Why is eπ√163e^{\pi \sqrt{163}} almost an integer?

This is quite a challenge to express in “layman’s terms”, but the
reason is that
$$j\left(\frac{1+\sqrt{-163}}{2}\right)$$
is an integer where $j$ is the $j$-function. When you substitute
$(1+\sqrt{-163})/2$ into the $q$-expansion (see the wikipedia page)
of $j$, all terms save the first two are small, and the first two equal
$$-\exp(\pi\sqrt{163})+744.$$

The reason that this $j$-value is an integer is due to the quadratic
field $\mathbb{Q}(\sqrt{-163})$ having
class number one, or equivalently that all positive-definite
integer binary quadratic forms of discriminant $-163$ are equivalent.

§ Records provided:

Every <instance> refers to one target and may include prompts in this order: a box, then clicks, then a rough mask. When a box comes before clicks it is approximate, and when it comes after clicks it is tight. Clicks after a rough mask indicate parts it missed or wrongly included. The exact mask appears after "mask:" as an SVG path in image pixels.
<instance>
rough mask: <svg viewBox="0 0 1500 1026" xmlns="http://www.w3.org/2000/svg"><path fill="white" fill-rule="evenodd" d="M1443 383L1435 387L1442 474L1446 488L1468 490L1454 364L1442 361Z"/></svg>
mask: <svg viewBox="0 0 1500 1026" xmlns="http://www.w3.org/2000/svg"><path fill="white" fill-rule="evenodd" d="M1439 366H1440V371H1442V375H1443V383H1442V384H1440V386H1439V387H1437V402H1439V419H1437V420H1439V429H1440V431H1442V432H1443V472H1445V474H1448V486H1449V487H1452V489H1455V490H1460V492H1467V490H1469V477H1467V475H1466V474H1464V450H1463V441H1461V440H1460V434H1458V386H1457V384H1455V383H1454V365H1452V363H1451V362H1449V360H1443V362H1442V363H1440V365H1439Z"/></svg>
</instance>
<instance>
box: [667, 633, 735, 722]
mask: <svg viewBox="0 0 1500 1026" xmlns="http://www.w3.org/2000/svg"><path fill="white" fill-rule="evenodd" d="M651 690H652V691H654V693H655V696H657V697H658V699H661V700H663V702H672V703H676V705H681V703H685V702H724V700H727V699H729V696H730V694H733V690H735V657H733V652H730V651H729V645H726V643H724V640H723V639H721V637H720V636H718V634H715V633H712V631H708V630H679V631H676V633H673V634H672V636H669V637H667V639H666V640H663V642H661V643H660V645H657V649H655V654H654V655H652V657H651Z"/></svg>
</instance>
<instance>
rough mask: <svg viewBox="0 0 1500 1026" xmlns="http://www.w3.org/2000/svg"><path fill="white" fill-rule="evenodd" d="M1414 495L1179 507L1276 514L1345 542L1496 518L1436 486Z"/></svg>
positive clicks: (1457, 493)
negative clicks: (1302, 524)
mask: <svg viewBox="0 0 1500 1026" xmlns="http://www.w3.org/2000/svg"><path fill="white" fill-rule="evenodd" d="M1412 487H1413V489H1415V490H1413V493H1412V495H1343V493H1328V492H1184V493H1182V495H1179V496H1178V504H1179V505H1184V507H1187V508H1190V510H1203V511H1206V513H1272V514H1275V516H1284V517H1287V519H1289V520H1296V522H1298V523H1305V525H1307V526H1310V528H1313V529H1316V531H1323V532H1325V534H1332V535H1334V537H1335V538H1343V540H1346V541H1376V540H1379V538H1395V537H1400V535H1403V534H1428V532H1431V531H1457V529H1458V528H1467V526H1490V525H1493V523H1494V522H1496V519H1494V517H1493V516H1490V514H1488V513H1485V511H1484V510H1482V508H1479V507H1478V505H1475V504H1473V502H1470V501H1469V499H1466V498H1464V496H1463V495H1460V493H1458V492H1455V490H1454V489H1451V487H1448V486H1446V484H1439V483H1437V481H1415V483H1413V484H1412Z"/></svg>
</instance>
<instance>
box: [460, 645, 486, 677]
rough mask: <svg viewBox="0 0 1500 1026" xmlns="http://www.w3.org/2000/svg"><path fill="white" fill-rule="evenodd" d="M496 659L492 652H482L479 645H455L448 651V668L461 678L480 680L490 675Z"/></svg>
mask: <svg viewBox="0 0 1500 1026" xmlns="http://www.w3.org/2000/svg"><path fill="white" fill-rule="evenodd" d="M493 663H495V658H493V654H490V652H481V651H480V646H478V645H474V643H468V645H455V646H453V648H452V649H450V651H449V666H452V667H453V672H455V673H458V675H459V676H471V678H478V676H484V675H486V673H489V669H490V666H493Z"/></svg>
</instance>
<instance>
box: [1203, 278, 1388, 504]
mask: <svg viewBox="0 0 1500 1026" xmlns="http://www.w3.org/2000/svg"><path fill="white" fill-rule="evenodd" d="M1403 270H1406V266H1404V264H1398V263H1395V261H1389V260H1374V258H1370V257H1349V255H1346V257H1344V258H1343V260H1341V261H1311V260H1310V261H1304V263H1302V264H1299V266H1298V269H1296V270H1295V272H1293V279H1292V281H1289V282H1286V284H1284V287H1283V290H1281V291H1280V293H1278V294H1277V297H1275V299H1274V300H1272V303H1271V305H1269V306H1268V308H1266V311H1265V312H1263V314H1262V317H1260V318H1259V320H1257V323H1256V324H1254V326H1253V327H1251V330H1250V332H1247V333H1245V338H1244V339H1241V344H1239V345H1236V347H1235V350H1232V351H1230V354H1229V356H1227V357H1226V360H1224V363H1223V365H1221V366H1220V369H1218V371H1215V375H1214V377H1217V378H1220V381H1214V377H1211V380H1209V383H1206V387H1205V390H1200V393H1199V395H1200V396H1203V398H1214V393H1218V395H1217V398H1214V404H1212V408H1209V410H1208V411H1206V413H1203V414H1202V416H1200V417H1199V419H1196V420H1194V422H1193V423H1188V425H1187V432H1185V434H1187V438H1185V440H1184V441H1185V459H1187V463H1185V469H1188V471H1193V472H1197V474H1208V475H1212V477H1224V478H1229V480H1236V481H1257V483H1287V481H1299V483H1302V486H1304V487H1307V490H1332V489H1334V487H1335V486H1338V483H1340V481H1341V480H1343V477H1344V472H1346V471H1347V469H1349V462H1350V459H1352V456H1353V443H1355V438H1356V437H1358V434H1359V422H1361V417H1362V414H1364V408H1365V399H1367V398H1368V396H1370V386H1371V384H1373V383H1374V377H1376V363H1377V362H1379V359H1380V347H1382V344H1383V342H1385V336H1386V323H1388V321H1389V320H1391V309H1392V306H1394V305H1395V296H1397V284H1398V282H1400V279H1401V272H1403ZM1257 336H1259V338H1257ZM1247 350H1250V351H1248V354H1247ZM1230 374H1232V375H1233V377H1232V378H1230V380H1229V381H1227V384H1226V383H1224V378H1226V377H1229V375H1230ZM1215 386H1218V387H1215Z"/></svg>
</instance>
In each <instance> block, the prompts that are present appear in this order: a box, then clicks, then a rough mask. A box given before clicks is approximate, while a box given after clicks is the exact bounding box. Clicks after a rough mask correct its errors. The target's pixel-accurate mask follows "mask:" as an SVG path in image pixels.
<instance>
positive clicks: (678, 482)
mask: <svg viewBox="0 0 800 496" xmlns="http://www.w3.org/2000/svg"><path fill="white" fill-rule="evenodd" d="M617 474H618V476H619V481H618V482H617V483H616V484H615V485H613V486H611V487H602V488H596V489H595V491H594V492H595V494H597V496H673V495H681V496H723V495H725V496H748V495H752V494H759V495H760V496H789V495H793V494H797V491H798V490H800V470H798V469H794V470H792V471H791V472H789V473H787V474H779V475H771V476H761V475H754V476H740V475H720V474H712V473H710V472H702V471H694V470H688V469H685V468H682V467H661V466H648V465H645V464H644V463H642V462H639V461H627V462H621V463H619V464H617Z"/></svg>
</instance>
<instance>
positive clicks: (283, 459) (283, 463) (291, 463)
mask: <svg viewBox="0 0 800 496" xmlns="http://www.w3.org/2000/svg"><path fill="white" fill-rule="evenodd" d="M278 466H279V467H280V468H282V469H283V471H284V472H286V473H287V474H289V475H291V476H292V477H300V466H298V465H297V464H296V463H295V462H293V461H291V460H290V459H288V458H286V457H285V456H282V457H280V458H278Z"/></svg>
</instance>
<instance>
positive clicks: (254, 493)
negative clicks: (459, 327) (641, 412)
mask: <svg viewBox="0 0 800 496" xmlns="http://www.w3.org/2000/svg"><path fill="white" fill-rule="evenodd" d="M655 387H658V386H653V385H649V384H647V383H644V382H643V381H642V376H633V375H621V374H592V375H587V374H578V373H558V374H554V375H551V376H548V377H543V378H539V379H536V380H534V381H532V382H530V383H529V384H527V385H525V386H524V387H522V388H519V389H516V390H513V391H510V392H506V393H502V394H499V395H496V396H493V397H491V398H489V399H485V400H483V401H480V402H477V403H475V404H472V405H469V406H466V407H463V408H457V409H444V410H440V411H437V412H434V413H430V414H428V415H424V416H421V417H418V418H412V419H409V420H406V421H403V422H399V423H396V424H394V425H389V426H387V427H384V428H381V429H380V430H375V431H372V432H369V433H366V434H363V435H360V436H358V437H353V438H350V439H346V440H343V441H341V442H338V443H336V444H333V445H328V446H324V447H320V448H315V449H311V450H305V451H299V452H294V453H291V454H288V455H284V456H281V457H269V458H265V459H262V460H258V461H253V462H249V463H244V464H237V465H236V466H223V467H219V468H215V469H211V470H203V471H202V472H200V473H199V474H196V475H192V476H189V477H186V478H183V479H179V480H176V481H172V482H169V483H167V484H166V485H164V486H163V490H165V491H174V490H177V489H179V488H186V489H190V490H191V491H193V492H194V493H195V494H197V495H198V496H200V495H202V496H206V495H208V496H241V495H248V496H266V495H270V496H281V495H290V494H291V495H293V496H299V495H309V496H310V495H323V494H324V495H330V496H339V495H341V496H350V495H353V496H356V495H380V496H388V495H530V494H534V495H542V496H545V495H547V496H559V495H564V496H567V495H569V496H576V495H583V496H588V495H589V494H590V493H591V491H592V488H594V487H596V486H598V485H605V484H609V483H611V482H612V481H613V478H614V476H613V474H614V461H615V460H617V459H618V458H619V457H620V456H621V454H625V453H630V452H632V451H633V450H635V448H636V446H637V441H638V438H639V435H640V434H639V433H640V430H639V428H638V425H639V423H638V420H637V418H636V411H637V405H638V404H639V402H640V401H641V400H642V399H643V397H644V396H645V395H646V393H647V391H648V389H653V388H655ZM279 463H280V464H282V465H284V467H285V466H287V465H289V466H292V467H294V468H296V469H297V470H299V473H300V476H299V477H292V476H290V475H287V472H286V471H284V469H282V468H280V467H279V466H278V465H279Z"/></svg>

§ Task to carry out: According to the forum answer, what property of the quadratic field Q(√-163) makes the j-value an integer? The records have no connection to the forum answer.

§ Solution for this exercise: The field has class number one.